▶ WHAT YOU NEED TO DO
In the Parkinson's disease overview below, how many Americans are said to live with PD?

▶ PASSAGE TO READ
++++++++++
What is Parkinson’s Disease?
Parkinson’s disease (PD) is a chronic, progressive neurological disease. Parkinson’s is classified as a movement disorder disease, although there are many non-motor symptoms. It is classically thought to be caused by the loss of dopamine-producing cells which are responsible for smooth, coordinated, automatic movements in the basal ganglia. The basal ganglia also have connections to the limbic system (emotions) and the frontal cortex (cognition).
Key Parkinson’s Disease (PD) Facts:
- One million Americans live with PD
- 10 million worldwide are affected by Parkinson’s
- According to the Parkinson’s Foundation Prevalence Program, 20,600 people in Georgia and an estimated 13,000 people in metro-Atlanta living with PD
- Annually 60,000 people are newly diagnosed with PD, expected to double by 2030.
- Parkinson’s diagnosis increases with age.
- Four percent of those diagnosed are under the age of 50.
- Men are 1.5 X more likely to be diagnosed than women.
- The cause of PD is unknown. It is believed that “Genes load the gun, environment pulls the trigger.”
- There is no known cure for PD and symptoms are managed through medication, non-pharmacological treatment (exercise and physical therapy) and surgery (DBS).
- PARKINSON’S DISEASE IS NOT “ONE SIZE FIT ALL” – referred to as the “Snowflake Disease” or “Fingerprint Disease, because no two cases are alike.
++++++++++
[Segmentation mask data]
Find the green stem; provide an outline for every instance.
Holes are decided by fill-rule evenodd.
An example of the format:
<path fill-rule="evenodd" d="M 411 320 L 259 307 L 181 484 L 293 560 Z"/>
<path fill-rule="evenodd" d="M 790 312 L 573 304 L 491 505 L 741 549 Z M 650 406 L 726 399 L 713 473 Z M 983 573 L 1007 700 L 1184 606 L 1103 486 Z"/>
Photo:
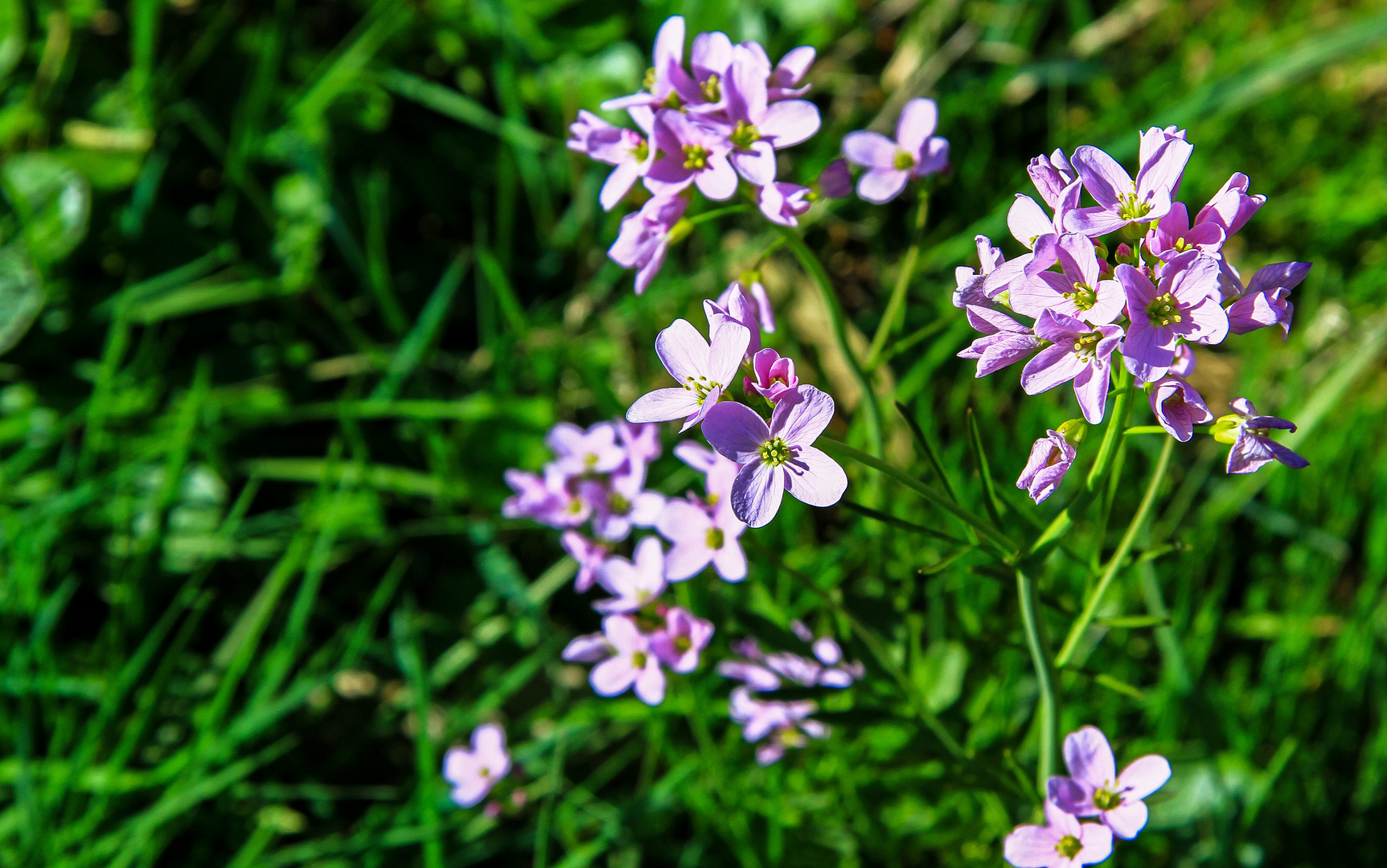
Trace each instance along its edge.
<path fill-rule="evenodd" d="M 1122 542 L 1118 544 L 1118 549 L 1112 552 L 1112 557 L 1108 559 L 1108 566 L 1103 570 L 1103 577 L 1099 580 L 1099 587 L 1093 589 L 1093 596 L 1089 598 L 1089 603 L 1083 607 L 1083 611 L 1074 621 L 1069 628 L 1069 635 L 1064 639 L 1064 648 L 1060 649 L 1060 654 L 1054 659 L 1056 668 L 1064 668 L 1069 660 L 1074 657 L 1074 649 L 1079 646 L 1079 639 L 1083 632 L 1093 623 L 1093 617 L 1099 613 L 1099 606 L 1103 603 L 1103 595 L 1107 593 L 1108 585 L 1112 584 L 1112 578 L 1118 573 L 1118 567 L 1126 559 L 1128 552 L 1132 550 L 1132 542 L 1136 539 L 1137 531 L 1142 524 L 1146 523 L 1147 514 L 1151 512 L 1151 505 L 1155 503 L 1155 492 L 1161 488 L 1161 480 L 1165 477 L 1165 469 L 1171 463 L 1171 452 L 1175 449 L 1175 438 L 1168 437 L 1165 445 L 1161 446 L 1161 458 L 1155 459 L 1155 470 L 1151 471 L 1151 481 L 1146 485 L 1146 494 L 1142 496 L 1142 505 L 1137 506 L 1136 514 L 1132 516 L 1132 521 L 1128 524 L 1128 530 L 1122 534 Z"/>
<path fill-rule="evenodd" d="M 1036 714 L 1040 718 L 1040 750 L 1036 761 L 1036 789 L 1044 797 L 1050 775 L 1056 768 L 1056 745 L 1060 731 L 1060 706 L 1056 702 L 1054 671 L 1050 668 L 1050 656 L 1046 653 L 1040 638 L 1039 606 L 1036 606 L 1036 584 L 1021 570 L 1017 570 L 1017 599 L 1021 603 L 1021 627 L 1026 634 L 1026 649 L 1031 652 L 1031 663 L 1036 670 L 1036 686 L 1040 691 L 1040 700 L 1036 704 Z"/>
<path fill-rule="evenodd" d="M 900 319 L 904 312 L 906 290 L 910 287 L 910 279 L 915 275 L 915 262 L 920 261 L 920 236 L 925 232 L 925 219 L 928 216 L 929 193 L 921 187 L 920 207 L 915 209 L 915 230 L 913 233 L 914 240 L 906 251 L 906 258 L 900 262 L 900 275 L 896 276 L 896 286 L 890 291 L 890 301 L 886 302 L 886 313 L 882 315 L 881 323 L 877 324 L 877 334 L 871 340 L 871 349 L 867 351 L 868 369 L 877 366 L 881 351 L 886 345 L 886 338 L 896 329 L 896 320 Z"/>
<path fill-rule="evenodd" d="M 946 495 L 942 491 L 933 488 L 932 485 L 925 485 L 924 483 L 921 483 L 915 477 L 910 476 L 904 470 L 899 470 L 897 467 L 893 467 L 893 466 L 888 465 L 886 462 L 881 460 L 879 458 L 874 458 L 871 455 L 867 455 L 861 449 L 853 449 L 847 444 L 839 442 L 839 441 L 836 441 L 836 440 L 834 440 L 831 437 L 820 437 L 818 441 L 817 441 L 817 445 L 821 446 L 829 455 L 836 455 L 839 458 L 852 459 L 852 460 L 857 462 L 859 465 L 865 465 L 867 467 L 871 467 L 872 470 L 877 470 L 878 473 L 889 476 L 890 478 L 896 480 L 897 483 L 900 483 L 906 488 L 910 488 L 911 491 L 922 495 L 927 501 L 929 501 L 931 503 L 933 503 L 939 509 L 942 509 L 942 510 L 953 514 L 954 517 L 965 521 L 967 524 L 972 526 L 974 528 L 976 528 L 976 531 L 979 534 L 982 534 L 983 538 L 989 539 L 993 545 L 996 545 L 997 548 L 1001 549 L 1001 552 L 1004 555 L 1004 559 L 1007 562 L 1011 562 L 1019 553 L 1019 546 L 1017 546 L 1017 544 L 1013 542 L 1010 537 L 1007 537 L 1006 534 L 1003 534 L 1001 531 L 999 531 L 996 527 L 993 527 L 990 521 L 986 521 L 986 520 L 983 520 L 983 519 L 972 514 L 971 512 L 968 512 L 963 506 L 960 506 L 960 505 L 954 503 L 951 499 L 949 499 L 949 495 Z"/>
<path fill-rule="evenodd" d="M 828 279 L 828 272 L 824 270 L 824 265 L 818 261 L 818 257 L 809 250 L 804 240 L 799 237 L 799 233 L 789 226 L 781 226 L 779 230 L 785 238 L 785 245 L 799 259 L 800 268 L 818 284 L 818 291 L 824 297 L 824 306 L 828 308 L 828 320 L 834 326 L 834 338 L 838 341 L 838 349 L 843 354 L 843 359 L 847 361 L 847 367 L 852 370 L 853 379 L 857 380 L 859 390 L 861 390 L 861 405 L 867 412 L 867 442 L 871 446 L 871 453 L 879 458 L 882 455 L 881 408 L 877 406 L 877 392 L 872 391 L 871 383 L 867 380 L 867 372 L 863 370 L 857 356 L 853 355 L 853 348 L 847 344 L 846 318 L 843 316 L 842 305 L 838 302 L 838 293 L 834 291 L 834 283 Z"/>

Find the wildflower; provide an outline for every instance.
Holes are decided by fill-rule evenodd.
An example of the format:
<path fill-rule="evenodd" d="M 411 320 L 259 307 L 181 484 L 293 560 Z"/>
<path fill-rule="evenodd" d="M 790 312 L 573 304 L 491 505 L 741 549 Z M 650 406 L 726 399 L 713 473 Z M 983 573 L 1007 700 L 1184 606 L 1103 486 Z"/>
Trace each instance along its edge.
<path fill-rule="evenodd" d="M 1036 337 L 1053 345 L 1026 362 L 1021 388 L 1028 395 L 1039 395 L 1074 380 L 1074 397 L 1079 399 L 1083 417 L 1092 424 L 1103 422 L 1112 376 L 1110 359 L 1122 340 L 1122 326 L 1090 327 L 1072 316 L 1043 311 L 1036 320 Z M 1035 452 L 1031 455 L 1033 460 Z"/>
<path fill-rule="evenodd" d="M 1104 151 L 1087 144 L 1075 148 L 1074 168 L 1099 204 L 1071 211 L 1064 220 L 1065 229 L 1094 237 L 1164 218 L 1171 211 L 1175 187 L 1191 150 L 1182 139 L 1164 141 L 1142 162 L 1133 182 L 1126 169 Z"/>
<path fill-rule="evenodd" d="M 967 349 L 958 352 L 960 359 L 978 359 L 978 377 L 1014 365 L 1044 345 L 1035 331 L 1011 319 L 1001 311 L 968 305 L 964 308 L 968 323 L 982 331 Z"/>
<path fill-rule="evenodd" d="M 1026 491 L 1036 503 L 1044 502 L 1053 495 L 1064 481 L 1064 474 L 1074 465 L 1076 452 L 1064 434 L 1049 430 L 1031 446 L 1031 458 L 1026 460 L 1017 488 Z"/>
<path fill-rule="evenodd" d="M 678 108 L 684 103 L 681 92 L 687 93 L 692 86 L 688 72 L 684 71 L 684 18 L 671 15 L 655 35 L 655 65 L 645 73 L 644 89 L 628 97 L 608 100 L 602 108 L 608 111 L 632 105 Z"/>
<path fill-rule="evenodd" d="M 1151 383 L 1147 392 L 1155 420 L 1180 442 L 1194 437 L 1194 426 L 1214 419 L 1204 398 L 1180 377 L 1166 374 Z"/>
<path fill-rule="evenodd" d="M 857 196 L 881 205 L 900 196 L 911 177 L 945 171 L 949 141 L 933 134 L 938 125 L 935 101 L 914 98 L 900 111 L 895 141 L 870 130 L 847 133 L 843 157 L 867 169 L 857 179 Z"/>
<path fill-rule="evenodd" d="M 853 191 L 853 173 L 847 168 L 847 161 L 839 158 L 824 166 L 816 187 L 824 198 L 847 198 Z"/>
<path fill-rule="evenodd" d="M 616 166 L 602 184 L 602 193 L 598 194 L 603 211 L 616 208 L 631 191 L 635 180 L 651 169 L 651 162 L 655 159 L 655 148 L 651 147 L 655 112 L 648 105 L 631 105 L 627 112 L 645 133 L 644 136 L 635 130 L 612 126 L 589 111 L 580 111 L 578 119 L 569 125 L 569 132 L 573 133 L 567 141 L 569 150 L 581 151 L 598 162 Z"/>
<path fill-rule="evenodd" d="M 1233 398 L 1230 405 L 1233 413 L 1219 416 L 1211 431 L 1221 444 L 1233 444 L 1227 453 L 1229 473 L 1255 473 L 1272 460 L 1295 470 L 1309 466 L 1308 460 L 1270 438 L 1273 428 L 1295 431 L 1294 423 L 1276 416 L 1258 416 L 1247 398 Z"/>
<path fill-rule="evenodd" d="M 688 501 L 670 501 L 655 530 L 670 541 L 664 578 L 694 578 L 712 563 L 724 581 L 746 578 L 746 555 L 738 538 L 746 526 L 730 509 L 707 510 Z"/>
<path fill-rule="evenodd" d="M 1126 290 L 1132 319 L 1122 355 L 1128 370 L 1144 383 L 1165 376 L 1179 338 L 1216 344 L 1227 336 L 1227 313 L 1219 306 L 1218 262 L 1198 251 L 1166 262 L 1160 286 L 1130 265 L 1119 265 L 1117 279 Z"/>
<path fill-rule="evenodd" d="M 1078 868 L 1112 856 L 1112 832 L 1079 822 L 1053 801 L 1044 803 L 1047 826 L 1017 826 L 1001 844 L 1001 856 L 1017 868 Z"/>
<path fill-rule="evenodd" d="M 1227 330 L 1247 334 L 1266 326 L 1282 327 L 1282 341 L 1290 337 L 1295 305 L 1291 290 L 1309 273 L 1309 262 L 1277 262 L 1257 269 L 1243 297 L 1227 308 Z"/>
<path fill-rule="evenodd" d="M 771 162 L 774 164 L 774 157 Z M 775 180 L 756 193 L 756 207 L 771 223 L 799 226 L 800 215 L 806 214 L 813 204 L 813 193 L 809 187 Z"/>
<path fill-rule="evenodd" d="M 712 200 L 736 193 L 736 171 L 728 162 L 731 144 L 720 132 L 666 108 L 655 115 L 652 140 L 659 153 L 645 173 L 651 193 L 674 196 L 689 184 Z"/>
<path fill-rule="evenodd" d="M 1065 233 L 1056 243 L 1062 272 L 1042 270 L 1013 284 L 1008 302 L 1024 316 L 1039 318 L 1053 311 L 1094 326 L 1111 323 L 1122 313 L 1126 297 L 1117 280 L 1101 280 L 1099 255 L 1087 237 Z"/>
<path fill-rule="evenodd" d="M 742 377 L 742 388 L 748 394 L 755 390 L 771 403 L 799 387 L 799 377 L 795 376 L 795 359 L 782 356 L 770 347 L 752 356 L 752 372 L 756 373 L 756 379 Z"/>
<path fill-rule="evenodd" d="M 592 667 L 588 682 L 598 696 L 619 696 L 632 685 L 637 697 L 648 706 L 664 702 L 664 670 L 651 649 L 651 638 L 624 614 L 602 618 L 602 635 L 613 656 Z"/>
<path fill-rule="evenodd" d="M 760 765 L 777 763 L 788 747 L 803 747 L 809 738 L 828 738 L 828 727 L 809 720 L 818 706 L 810 700 L 766 702 L 752 699 L 752 692 L 742 686 L 732 691 L 727 703 L 728 717 L 742 724 L 742 738 L 756 743 L 766 736 L 771 739 L 756 750 Z"/>
<path fill-rule="evenodd" d="M 664 552 L 660 541 L 646 537 L 635 546 L 634 562 L 609 557 L 598 570 L 598 582 L 612 596 L 592 603 L 603 614 L 639 611 L 664 593 Z"/>
<path fill-rule="evenodd" d="M 760 57 L 766 57 L 764 51 Z M 818 108 L 807 100 L 771 103 L 761 62 L 745 46 L 732 47 L 723 123 L 736 172 L 753 184 L 770 186 L 775 180 L 775 151 L 817 133 L 820 118 Z M 766 211 L 764 207 L 761 209 Z"/>
<path fill-rule="evenodd" d="M 1154 753 L 1133 760 L 1119 775 L 1112 747 L 1097 727 L 1082 727 L 1065 736 L 1064 763 L 1069 776 L 1050 778 L 1050 801 L 1074 817 L 1100 818 L 1126 840 L 1146 826 L 1142 800 L 1171 779 L 1169 761 Z"/>
<path fill-rule="evenodd" d="M 1247 175 L 1233 172 L 1233 176 L 1214 194 L 1208 205 L 1200 208 L 1196 223 L 1214 223 L 1232 237 L 1257 211 L 1266 204 L 1265 196 L 1248 196 Z"/>
<path fill-rule="evenodd" d="M 634 268 L 635 294 L 645 293 L 664 265 L 664 254 L 678 240 L 675 226 L 689 202 L 681 196 L 656 196 L 641 209 L 621 218 L 621 230 L 608 257 L 621 268 Z"/>
<path fill-rule="evenodd" d="M 626 449 L 617 445 L 616 428 L 609 422 L 599 422 L 587 431 L 560 422 L 549 428 L 544 442 L 553 451 L 553 466 L 570 477 L 610 473 L 626 460 Z"/>
<path fill-rule="evenodd" d="M 847 488 L 838 462 L 813 446 L 834 417 L 834 399 L 813 385 L 782 395 L 770 426 L 745 403 L 709 412 L 703 435 L 742 469 L 732 483 L 732 512 L 750 527 L 764 527 L 789 491 L 810 506 L 832 506 Z"/>
<path fill-rule="evenodd" d="M 510 771 L 506 734 L 495 724 L 472 731 L 472 750 L 452 747 L 442 758 L 442 776 L 452 785 L 452 800 L 470 808 Z"/>
<path fill-rule="evenodd" d="M 692 672 L 698 668 L 699 653 L 712 638 L 712 623 L 695 617 L 688 609 L 671 606 L 664 611 L 664 627 L 651 636 L 651 650 L 675 672 Z"/>
<path fill-rule="evenodd" d="M 709 344 L 687 319 L 677 319 L 655 338 L 655 352 L 670 372 L 674 388 L 657 388 L 637 398 L 627 422 L 670 422 L 684 417 L 688 431 L 703 422 L 723 391 L 732 384 L 752 334 L 745 326 L 720 320 L 710 324 Z"/>
<path fill-rule="evenodd" d="M 559 544 L 569 557 L 578 562 L 578 577 L 573 581 L 573 589 L 585 593 L 598 580 L 598 571 L 612 553 L 610 549 L 577 531 L 563 531 Z"/>
<path fill-rule="evenodd" d="M 1226 237 L 1218 223 L 1196 220 L 1190 226 L 1190 212 L 1184 209 L 1184 202 L 1175 202 L 1169 214 L 1146 233 L 1146 248 L 1166 262 L 1187 250 L 1216 258 Z"/>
++++++++++
▶ ANSWER AREA
One million Americans live with PD.